───── TASK INPUT
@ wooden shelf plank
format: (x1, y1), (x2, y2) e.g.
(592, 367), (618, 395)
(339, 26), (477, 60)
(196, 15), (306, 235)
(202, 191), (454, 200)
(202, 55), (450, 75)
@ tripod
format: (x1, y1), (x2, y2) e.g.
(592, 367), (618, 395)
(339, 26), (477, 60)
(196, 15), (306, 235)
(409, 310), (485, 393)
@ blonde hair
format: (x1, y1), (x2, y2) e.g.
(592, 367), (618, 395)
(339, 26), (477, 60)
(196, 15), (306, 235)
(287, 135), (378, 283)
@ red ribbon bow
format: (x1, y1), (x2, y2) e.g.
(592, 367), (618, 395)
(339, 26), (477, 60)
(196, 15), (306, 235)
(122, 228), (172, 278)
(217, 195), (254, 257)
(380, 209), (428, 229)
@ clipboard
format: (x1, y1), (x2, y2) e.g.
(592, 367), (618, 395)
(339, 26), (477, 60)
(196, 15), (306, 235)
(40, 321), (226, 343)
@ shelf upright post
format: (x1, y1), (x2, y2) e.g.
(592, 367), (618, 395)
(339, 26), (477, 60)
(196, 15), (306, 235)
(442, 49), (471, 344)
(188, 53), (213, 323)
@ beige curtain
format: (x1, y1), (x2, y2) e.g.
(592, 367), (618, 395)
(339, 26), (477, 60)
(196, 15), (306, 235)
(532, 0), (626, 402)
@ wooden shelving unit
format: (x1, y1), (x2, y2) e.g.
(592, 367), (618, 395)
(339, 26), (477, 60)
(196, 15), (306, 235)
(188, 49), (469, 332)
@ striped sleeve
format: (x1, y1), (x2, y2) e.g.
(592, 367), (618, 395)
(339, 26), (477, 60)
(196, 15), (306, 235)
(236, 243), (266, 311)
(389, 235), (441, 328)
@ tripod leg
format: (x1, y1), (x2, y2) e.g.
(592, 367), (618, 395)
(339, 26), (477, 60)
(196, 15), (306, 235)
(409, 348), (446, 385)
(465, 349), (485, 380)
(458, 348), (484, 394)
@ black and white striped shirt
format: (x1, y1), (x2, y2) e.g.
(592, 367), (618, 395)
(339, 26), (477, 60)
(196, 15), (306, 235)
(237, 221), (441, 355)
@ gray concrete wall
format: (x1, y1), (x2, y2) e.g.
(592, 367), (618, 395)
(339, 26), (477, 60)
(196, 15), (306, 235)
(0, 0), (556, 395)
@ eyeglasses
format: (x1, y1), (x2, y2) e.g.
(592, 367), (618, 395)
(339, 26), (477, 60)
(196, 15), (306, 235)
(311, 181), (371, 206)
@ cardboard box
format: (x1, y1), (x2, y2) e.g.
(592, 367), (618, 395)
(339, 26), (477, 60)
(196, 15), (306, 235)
──────────
**WHAT YOU ARE ASKED TO DO:**
Can you reproduce the records from the very start through the line that has "(380, 209), (428, 229)", swapping "ribbon" for "satin" and leaving everything else as it is?

**RESULT OF THE EXERCISE:**
@ wooden shelf plank
format: (x1, y1), (x2, y2) e.g.
(592, 367), (618, 395)
(339, 26), (477, 60)
(196, 15), (306, 235)
(202, 191), (454, 200)
(202, 55), (450, 75)
@ tripod
format: (x1, y1), (x2, y2) e.g.
(592, 367), (618, 395)
(339, 26), (477, 60)
(196, 15), (306, 235)
(409, 310), (485, 393)
@ blonde hair
format: (x1, y1), (x2, y2) e.g.
(592, 367), (618, 395)
(339, 26), (477, 60)
(196, 15), (306, 235)
(287, 135), (378, 283)
@ red satin bow
format: (x1, y1), (x2, y2) e.g.
(592, 367), (618, 395)
(339, 26), (477, 60)
(196, 15), (306, 235)
(122, 228), (172, 278)
(217, 195), (254, 257)
(380, 209), (428, 229)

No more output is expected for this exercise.